(Input records)

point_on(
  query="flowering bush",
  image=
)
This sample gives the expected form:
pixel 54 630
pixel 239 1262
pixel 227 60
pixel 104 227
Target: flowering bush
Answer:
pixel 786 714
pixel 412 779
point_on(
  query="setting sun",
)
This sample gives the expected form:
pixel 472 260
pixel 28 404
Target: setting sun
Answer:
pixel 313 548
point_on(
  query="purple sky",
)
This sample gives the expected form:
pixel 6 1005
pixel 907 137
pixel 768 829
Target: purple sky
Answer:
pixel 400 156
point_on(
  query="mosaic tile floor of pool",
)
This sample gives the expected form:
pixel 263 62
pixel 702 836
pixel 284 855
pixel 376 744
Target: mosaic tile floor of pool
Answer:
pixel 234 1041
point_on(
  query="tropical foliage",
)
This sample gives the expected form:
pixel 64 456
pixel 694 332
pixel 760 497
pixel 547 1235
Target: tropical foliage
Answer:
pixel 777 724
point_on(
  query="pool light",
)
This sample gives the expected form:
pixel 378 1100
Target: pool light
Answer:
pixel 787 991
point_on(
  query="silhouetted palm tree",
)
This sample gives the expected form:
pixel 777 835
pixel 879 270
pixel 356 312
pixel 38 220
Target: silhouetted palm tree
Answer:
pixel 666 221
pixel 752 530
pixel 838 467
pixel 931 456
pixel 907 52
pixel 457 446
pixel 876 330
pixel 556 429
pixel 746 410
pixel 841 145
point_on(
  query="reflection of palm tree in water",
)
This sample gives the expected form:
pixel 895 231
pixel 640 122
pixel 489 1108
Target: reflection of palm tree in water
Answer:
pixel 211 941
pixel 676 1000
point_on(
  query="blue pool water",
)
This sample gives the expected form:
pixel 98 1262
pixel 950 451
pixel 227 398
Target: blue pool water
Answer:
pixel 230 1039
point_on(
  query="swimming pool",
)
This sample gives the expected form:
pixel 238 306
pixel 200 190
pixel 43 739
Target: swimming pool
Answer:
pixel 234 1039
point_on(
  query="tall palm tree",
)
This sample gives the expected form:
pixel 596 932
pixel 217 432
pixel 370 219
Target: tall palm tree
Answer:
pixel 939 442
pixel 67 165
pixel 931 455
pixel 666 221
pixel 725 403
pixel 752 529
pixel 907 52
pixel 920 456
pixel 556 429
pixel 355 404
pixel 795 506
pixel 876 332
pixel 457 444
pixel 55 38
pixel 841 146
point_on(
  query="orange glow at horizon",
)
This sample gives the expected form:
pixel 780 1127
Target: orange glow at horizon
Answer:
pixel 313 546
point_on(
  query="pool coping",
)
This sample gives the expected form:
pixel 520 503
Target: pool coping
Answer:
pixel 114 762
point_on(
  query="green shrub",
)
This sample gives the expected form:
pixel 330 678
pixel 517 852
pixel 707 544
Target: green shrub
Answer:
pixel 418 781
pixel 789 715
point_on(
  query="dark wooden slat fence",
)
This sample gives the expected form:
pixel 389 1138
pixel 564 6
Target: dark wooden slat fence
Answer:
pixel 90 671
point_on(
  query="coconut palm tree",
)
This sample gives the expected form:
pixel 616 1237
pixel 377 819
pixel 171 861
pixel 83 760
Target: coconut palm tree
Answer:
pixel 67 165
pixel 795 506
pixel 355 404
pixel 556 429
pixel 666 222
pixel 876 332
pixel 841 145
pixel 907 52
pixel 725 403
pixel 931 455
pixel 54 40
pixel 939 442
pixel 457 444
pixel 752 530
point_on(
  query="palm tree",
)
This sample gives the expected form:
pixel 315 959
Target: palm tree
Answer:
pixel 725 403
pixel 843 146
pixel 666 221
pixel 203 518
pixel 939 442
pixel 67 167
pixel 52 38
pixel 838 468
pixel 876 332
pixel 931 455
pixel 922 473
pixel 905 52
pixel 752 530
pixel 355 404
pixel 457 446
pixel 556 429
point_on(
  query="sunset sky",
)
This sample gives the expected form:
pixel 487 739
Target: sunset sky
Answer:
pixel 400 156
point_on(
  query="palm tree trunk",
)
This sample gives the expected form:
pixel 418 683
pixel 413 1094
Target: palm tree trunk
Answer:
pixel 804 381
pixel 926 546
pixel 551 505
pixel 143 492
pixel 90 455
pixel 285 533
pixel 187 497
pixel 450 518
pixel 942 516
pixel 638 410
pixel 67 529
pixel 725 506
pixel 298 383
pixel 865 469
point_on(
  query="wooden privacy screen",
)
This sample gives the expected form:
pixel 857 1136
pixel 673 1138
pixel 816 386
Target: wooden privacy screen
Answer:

(End Input records)
(Input records)

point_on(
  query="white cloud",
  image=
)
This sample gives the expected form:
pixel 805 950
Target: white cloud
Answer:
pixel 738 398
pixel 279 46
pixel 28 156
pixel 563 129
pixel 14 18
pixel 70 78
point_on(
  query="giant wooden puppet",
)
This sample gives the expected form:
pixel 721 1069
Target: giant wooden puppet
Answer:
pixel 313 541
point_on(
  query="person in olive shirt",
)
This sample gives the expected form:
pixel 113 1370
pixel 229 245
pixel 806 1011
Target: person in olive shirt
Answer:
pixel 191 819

(End Input records)
(Input records)

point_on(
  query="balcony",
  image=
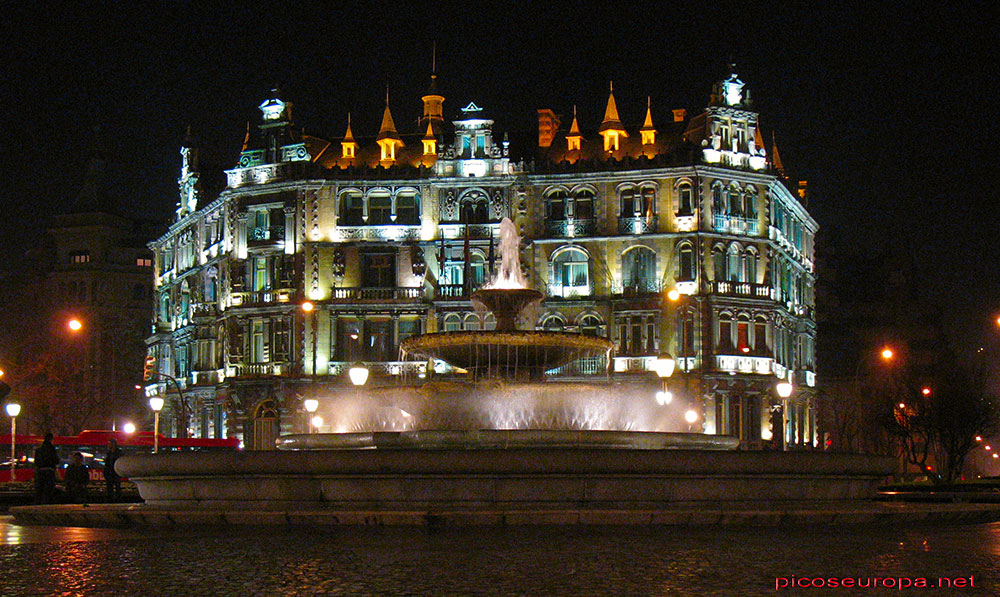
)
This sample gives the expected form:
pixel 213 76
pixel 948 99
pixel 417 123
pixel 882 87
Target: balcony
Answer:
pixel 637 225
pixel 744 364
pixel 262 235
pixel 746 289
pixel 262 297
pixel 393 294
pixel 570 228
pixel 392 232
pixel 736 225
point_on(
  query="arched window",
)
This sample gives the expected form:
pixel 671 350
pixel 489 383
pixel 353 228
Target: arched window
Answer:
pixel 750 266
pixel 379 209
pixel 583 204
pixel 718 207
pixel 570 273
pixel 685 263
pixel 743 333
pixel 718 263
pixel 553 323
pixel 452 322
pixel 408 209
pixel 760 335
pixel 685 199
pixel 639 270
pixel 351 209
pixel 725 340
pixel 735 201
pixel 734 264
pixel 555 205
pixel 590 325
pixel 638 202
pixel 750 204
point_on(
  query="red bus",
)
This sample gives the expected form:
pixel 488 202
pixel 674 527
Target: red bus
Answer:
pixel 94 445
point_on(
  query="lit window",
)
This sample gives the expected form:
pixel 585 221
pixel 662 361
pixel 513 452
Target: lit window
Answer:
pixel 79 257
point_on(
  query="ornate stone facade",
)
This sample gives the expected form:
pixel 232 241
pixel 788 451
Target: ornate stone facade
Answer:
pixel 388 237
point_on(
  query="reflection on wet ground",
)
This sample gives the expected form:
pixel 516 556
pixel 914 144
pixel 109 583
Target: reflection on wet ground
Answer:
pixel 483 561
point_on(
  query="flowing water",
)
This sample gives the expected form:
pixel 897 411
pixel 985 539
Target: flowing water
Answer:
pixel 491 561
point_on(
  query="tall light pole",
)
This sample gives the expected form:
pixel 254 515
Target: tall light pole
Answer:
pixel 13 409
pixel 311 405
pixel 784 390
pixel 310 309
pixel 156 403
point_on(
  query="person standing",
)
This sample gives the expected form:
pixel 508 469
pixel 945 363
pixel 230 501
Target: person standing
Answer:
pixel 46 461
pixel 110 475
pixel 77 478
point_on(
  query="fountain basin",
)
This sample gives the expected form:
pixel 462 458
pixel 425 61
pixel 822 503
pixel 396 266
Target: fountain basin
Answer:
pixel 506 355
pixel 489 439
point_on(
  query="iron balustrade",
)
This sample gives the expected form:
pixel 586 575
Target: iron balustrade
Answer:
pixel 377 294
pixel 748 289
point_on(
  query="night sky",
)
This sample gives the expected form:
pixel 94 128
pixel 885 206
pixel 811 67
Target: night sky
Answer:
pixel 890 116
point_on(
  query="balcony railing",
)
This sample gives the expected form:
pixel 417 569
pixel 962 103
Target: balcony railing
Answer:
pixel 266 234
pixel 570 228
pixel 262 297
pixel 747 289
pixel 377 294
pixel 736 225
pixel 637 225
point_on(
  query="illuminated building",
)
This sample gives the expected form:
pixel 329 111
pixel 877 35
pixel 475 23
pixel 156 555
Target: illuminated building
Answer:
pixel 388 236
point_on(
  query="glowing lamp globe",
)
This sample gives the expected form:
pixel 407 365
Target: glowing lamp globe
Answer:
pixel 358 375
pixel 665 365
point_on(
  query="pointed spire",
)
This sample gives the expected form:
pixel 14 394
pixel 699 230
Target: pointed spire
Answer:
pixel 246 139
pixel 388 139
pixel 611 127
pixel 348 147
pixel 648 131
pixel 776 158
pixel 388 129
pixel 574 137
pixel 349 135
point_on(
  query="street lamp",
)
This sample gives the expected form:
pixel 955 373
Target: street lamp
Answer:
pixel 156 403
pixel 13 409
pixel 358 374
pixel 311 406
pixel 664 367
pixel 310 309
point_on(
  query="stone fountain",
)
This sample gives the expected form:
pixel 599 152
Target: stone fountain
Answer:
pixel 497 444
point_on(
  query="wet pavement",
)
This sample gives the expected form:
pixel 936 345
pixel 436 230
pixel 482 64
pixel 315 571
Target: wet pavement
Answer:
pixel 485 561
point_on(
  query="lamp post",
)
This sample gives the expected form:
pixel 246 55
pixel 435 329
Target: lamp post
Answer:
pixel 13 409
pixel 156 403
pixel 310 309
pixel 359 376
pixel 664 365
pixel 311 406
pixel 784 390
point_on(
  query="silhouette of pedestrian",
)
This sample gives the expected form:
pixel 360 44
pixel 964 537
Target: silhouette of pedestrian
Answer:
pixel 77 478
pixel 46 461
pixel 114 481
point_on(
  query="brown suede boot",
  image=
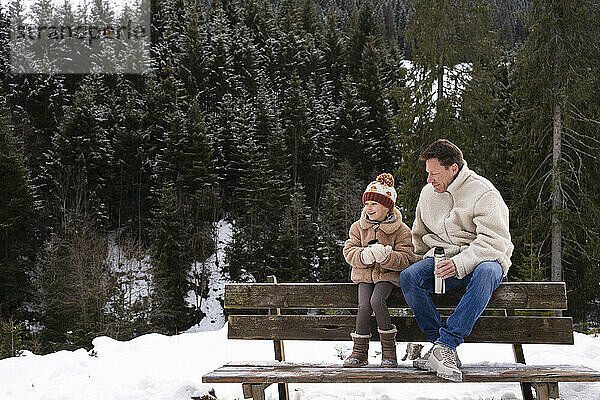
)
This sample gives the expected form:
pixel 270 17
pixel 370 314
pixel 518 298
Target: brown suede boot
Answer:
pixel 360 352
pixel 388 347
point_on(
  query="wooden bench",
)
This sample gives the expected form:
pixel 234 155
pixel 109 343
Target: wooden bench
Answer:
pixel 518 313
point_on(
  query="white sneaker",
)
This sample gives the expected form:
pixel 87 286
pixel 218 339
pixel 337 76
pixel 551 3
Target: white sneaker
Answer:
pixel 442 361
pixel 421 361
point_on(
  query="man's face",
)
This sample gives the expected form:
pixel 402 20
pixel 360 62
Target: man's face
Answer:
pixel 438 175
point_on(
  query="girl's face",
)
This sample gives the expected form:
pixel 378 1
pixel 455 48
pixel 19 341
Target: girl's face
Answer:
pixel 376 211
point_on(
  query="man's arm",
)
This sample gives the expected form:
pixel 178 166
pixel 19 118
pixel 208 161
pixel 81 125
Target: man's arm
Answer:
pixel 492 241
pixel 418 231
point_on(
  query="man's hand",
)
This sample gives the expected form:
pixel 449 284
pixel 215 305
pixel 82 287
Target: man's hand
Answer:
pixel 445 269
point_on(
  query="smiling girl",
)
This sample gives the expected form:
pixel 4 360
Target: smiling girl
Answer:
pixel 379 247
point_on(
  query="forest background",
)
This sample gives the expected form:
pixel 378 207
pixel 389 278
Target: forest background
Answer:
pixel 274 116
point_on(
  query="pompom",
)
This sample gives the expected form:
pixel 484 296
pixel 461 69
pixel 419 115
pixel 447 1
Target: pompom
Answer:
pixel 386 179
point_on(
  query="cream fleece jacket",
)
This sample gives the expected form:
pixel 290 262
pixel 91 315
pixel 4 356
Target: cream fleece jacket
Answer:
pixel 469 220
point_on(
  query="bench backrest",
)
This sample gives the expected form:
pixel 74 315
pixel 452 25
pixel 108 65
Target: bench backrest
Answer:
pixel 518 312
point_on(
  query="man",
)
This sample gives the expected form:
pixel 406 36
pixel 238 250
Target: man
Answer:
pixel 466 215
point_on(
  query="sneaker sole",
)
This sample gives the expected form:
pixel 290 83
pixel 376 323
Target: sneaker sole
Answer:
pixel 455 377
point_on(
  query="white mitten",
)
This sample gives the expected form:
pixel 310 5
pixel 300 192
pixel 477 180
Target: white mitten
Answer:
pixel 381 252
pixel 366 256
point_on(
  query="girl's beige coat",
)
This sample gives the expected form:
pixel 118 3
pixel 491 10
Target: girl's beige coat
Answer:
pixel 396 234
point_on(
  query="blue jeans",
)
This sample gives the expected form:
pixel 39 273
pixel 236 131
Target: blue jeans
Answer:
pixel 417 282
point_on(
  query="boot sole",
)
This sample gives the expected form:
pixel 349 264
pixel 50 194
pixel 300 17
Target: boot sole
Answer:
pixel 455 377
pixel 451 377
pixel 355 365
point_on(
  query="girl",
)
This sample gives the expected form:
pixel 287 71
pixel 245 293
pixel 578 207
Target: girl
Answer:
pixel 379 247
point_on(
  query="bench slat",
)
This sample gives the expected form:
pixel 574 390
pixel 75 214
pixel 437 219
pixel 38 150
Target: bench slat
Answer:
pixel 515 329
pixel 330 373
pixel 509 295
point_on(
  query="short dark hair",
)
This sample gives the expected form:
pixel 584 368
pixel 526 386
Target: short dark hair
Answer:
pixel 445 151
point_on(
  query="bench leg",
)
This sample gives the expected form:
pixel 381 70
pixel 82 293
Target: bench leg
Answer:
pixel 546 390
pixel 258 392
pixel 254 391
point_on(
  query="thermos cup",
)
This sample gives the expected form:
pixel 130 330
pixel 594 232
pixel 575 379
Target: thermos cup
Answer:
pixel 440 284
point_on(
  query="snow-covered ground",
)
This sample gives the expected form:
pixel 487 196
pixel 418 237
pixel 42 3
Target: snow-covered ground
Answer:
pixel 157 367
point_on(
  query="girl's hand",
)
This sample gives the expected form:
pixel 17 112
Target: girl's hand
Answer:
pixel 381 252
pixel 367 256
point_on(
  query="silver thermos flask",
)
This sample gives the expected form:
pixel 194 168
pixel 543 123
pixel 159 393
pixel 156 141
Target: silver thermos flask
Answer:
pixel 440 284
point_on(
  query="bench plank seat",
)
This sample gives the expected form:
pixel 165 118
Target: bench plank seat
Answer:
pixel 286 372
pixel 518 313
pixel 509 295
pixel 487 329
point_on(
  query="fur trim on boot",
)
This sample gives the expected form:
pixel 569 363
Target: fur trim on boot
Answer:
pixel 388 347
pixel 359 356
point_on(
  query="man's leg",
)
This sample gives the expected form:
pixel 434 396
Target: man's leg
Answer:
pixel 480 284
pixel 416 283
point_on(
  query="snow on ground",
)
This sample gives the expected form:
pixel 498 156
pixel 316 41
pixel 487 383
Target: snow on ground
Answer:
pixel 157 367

(End Input records)

## Exercise objective
Looking at the records above, how many lines include "illuminated"? Please give the number and nothing more.

## Response
2